**Passage**
==========

# Rescue Remedy



## Ace of Spades (May 20, 2011)

Have a question about the success of Rescue Remedy for separation anxiety...
Ace is showing some signs of separation anxiety, mainly when I'm leaving or putting him in his crate during the day...He barks and barks and barks for like an hour or so with little minutes in between of no barking... 

He cries and wines as well as pass back and forth by the front door if I leave and everyone else is home...Was looking into Comfort Zone but there aren't any outlets visible in my room where he stays during the day, plus I wanted something natural to give him...Any feed back would be great


----------



## Kathie (Jul 31, 2008)

We did try it but if it helped at all it was not too noticeable. Try putting a t-shirt you've worn in with him and see if that helps. That seemed to work better than anything else for us.


----------



## Ace of Spades (May 20, 2011)

I actually exchanged the Rescue Remedy for a Thundershirt but I'm not sure if it had any effect cuz I left to get the mail and he flipped while wearing it


----------



## rdanielle (Sep 2, 2008)

==========

**Challenge A**
In the entries below, copy out verbatim the lines starting with the line containing "on the wheel" and going on through the line containing "point(107, 266)".
**Challenge B**
Continue the forum thread on Rescue Remedy from its final line.

==========

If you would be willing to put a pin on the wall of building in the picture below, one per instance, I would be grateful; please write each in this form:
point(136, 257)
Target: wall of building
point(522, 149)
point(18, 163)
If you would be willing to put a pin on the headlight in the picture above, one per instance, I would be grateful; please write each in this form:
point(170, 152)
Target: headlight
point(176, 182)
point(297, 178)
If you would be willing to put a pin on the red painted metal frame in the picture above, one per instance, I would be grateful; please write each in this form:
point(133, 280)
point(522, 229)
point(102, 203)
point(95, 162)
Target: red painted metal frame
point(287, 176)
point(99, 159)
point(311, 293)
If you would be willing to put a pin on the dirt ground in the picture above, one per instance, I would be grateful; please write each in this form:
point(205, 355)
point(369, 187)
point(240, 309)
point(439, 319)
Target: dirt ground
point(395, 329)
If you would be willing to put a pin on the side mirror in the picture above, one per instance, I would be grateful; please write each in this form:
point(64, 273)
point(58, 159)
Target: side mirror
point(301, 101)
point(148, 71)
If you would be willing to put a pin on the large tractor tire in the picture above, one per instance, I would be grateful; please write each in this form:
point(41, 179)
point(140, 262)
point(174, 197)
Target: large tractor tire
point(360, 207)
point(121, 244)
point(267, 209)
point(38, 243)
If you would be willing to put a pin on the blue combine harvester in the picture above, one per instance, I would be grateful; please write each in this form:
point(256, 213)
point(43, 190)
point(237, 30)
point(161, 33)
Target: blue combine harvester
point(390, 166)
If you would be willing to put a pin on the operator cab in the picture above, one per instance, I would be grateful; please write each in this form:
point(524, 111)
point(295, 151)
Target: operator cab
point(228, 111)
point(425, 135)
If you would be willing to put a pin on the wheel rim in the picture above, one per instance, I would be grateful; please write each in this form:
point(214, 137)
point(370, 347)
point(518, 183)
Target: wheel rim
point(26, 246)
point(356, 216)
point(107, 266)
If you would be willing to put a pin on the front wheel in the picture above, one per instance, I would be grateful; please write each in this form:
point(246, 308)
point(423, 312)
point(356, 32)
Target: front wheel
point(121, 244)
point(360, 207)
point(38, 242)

==========

**Written answer A**
If you would be willing to put a pin on the wheel rim in the picture above, one per instance, I would be grateful; please write each in this form:
point(214, 137)
point(370, 347)
point(518, 183)
Target: wheel rim
point(26, 246)
point(356, 216)
point(107, 266)

**Written answer B**
There are other floral remedies that can help with barking and anxiety besides just Rescue Remedy. I got some for my show girl as she has been goin thru a fear period & I can definitely say that it has worked. At one of her first shows she saw a Saint Bernard while she was in the ring and wouldn't budge for her grandma (breeder) who was showing her. I got a few different floral remedies for what behavior I wanted it to encourage & dosed her before a confirmation class. If she saw a big dog her tail would be down for the 70-80% of the time. The first time I used it I saw a complete 180. This particular class there were more big dogs to small dogs & even with the odds stacked against her her tail was only down 5-10%.

I had a sheet from the local shop I bought mine from & I believe you can mix up 7 diff remedies together. There are no negative side effects.

http://www.bachflower.com/Pets.htm


----------



## davetgabby (Dec 29, 2007)

A lot of trainers use it with success.


----------



## lfung5 (Jun 30, 2007)

the rescue remedy never worked on calming Scudder down for showing. I am not sure how old you dog is, but when my guys were pups, I put that heartbeat pillow in with them. I also did the t shirt thing and TV on. Good luck!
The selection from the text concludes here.